**Extract**.

* * * * * * *

Introduction

This vignette illustrates, using practical examples, how to use the stratR package to construct stratigraphic diagrams of multiple variables. Differences in statistical properties amongst variables in large time-series datasets can make it difficult visualise such datasets in a way that is accurate, legible and that allows simultaneous comparison of all variables of interest.

stratR uses R’s ggplot2 and gridExtra libraries to build high quality stratigraphic plots of multiple variables that are as well easily customisable. It takes care of the numerous fiddly details that would make building such a plot a nighmare and provides an intuitive function interface from which key plotting parameters can be modified easily. Plotting is done using the stratPlot function. See ?strapPlot for full information on the function, its arguments etc.

In addition to the plotting function, stratR, through its hscorer function, provides a fast way to compute occurence metrics such as percentages and scores for paleoenviromental data. Like stratPlot, the function was designed with pollen stratigraphic data in mind, but can be used on time-series data as well.

Plotting with stratPlot

Preparing your data

Load and describe input data

Usually, raw data that is to be plotted or analysed in R will be in the wide format i.e., samples run row-wise and each measured variable is in its own column. In this vignette, we’ll start with a sample dataset that is originally in this format. Below, we load and inspect a sample dataset from stratR that is in the wide format.

#Read sample data from stratR
data("stratPlotData")

#Print dimensions
dim(stratPlotData)

## [1] 125 684

This dataset contains 125 variables (columns) and 684 samples(rows). We know the kind of data is in these columns a priori. For convinience in later steps, we can define these variable types as follows:

#Metadata columns
metavars <- c('ids', 'entitynum', 'region', 'site',
              'londd', 'latdd', 'altitude', 'samplenum', 'agebp')

#Model output from some model
modvars <- "minD"
  
#Rainfall anomalies
precipvars <- c("JJAPdelta", "DJFPdelta")

* * * * * * *

**Records**.

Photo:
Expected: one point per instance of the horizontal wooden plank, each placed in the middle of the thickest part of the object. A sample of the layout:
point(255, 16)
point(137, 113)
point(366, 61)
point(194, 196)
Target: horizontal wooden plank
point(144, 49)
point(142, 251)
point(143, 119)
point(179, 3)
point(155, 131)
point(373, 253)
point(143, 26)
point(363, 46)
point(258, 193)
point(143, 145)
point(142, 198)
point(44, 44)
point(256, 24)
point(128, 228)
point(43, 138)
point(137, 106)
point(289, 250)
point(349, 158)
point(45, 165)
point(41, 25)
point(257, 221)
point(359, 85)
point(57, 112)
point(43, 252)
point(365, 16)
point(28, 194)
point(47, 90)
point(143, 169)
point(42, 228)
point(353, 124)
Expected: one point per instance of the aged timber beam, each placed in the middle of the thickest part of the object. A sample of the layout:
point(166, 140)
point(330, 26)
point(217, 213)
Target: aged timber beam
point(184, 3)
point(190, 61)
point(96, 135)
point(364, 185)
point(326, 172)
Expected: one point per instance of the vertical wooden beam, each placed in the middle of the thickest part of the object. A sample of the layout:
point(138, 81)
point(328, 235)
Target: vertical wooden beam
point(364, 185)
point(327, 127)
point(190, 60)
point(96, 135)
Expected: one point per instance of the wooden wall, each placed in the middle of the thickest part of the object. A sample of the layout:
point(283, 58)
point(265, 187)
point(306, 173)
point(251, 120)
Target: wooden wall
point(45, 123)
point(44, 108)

* * * * * * *

**Task requirements**.
1 – Check each statement against the stratR vignette, answering yes or no and quoting the words that decide it: (a) stratR builds its plots with ggplot2 and gridExtra; (b) the hscorer function works only on pollen data and not on other time-series data; (c) plotting is done with the hscorer function.
2 – List every comment line, starting with #, in the code of the stratR vignette.
3 – In the stratR vignette, which two variable names are assigned to precipvars?
The material placed after the stratR vignette is separate from the vignette itself.

**Outputs by task**.
1 –
(a) Yes: "stratR uses R’s ggplot2 and gridExtra libraries to build high quality stratigraphic plots of multiple variables"
(b) No: "the function was designed with pollen stratigraphic data in mind, but can be used on time-series data as well."
(c) No: "Plotting is done using the stratPlot function."

2 –
- #Read sample data from stratR
- #Print dimensions
- #Metadata columns
- #Model output from some model
- #Rainfall anomalies

3 – "JJAPdelta" and "DJFPdelta"